**Written task:**
Render every entry verbatim.

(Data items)
╭──

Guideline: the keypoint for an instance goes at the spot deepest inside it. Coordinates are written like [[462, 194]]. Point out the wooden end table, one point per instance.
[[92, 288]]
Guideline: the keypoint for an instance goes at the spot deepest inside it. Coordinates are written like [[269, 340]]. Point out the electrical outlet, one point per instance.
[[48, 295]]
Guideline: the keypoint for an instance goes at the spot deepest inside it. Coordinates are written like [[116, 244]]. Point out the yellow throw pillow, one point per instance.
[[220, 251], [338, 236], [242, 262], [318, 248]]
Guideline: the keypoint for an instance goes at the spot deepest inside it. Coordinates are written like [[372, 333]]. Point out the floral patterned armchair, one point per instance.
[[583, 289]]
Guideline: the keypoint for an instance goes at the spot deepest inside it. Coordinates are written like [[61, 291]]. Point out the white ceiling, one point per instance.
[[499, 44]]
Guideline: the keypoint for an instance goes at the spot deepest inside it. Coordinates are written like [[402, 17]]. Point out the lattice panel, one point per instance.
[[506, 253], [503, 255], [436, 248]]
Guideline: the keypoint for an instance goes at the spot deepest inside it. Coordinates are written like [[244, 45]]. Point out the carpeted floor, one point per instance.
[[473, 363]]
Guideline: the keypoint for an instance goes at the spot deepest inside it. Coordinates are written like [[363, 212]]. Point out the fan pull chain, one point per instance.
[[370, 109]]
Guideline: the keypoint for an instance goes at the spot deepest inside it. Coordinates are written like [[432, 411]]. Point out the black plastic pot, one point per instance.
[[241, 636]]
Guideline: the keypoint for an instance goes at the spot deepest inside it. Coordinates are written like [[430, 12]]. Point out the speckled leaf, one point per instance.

╰──

**Correct response:**
Guideline: the keypoint for an instance goes at the spot deepest inside it. Coordinates are written like [[462, 194]]. Point out the wooden end table, one point per instance.
[[92, 288]]
Guideline: the keypoint for an instance goes at the spot deepest inside it. Coordinates are written like [[269, 340]]. Point out the electrical outlet, one point per instance.
[[48, 295]]
Guideline: the keypoint for an instance goes at the spot deepest inside it. Coordinates are written like [[116, 244]]. Point out the yellow throw pillow, one point per instance.
[[220, 251], [338, 236], [242, 262], [318, 248]]
Guideline: the keypoint for an instance goes at the spot deepest inside it. Coordinates are written like [[372, 333]]. Point out the floral patterned armchair, one point per instance.
[[583, 289]]
Guideline: the keypoint for an instance goes at the spot deepest inside it. Coordinates are written like [[61, 291]]. Point out the white ceiling, one point per instance.
[[499, 44]]
Guideline: the keypoint for an instance goes at the spot deepest inside it. Coordinates are written like [[402, 17]]. Point out the lattice panel, one point per instance.
[[506, 253], [503, 255], [436, 248]]
Guideline: the keypoint for an instance goes at the spot deepest inside it. Coordinates are written like [[244, 45]]. Point out the carpeted floor, one point per instance.
[[473, 363]]
Guideline: the keypoint for an instance goes at the spot deepest inside it. Coordinates are written like [[363, 212]]. Point out the fan pull chain, one point per instance.
[[370, 109]]
Guideline: the keypoint for an instance goes at the spot deepest inside it. Coordinates are written like [[432, 411]]. Point out the black plastic pot, one point per instance.
[[241, 636]]
Guideline: the keypoint for an instance goes at the spot deepest inside it. Coordinates are written like [[430, 12]]. Point out the speckled leaf, one point per instance.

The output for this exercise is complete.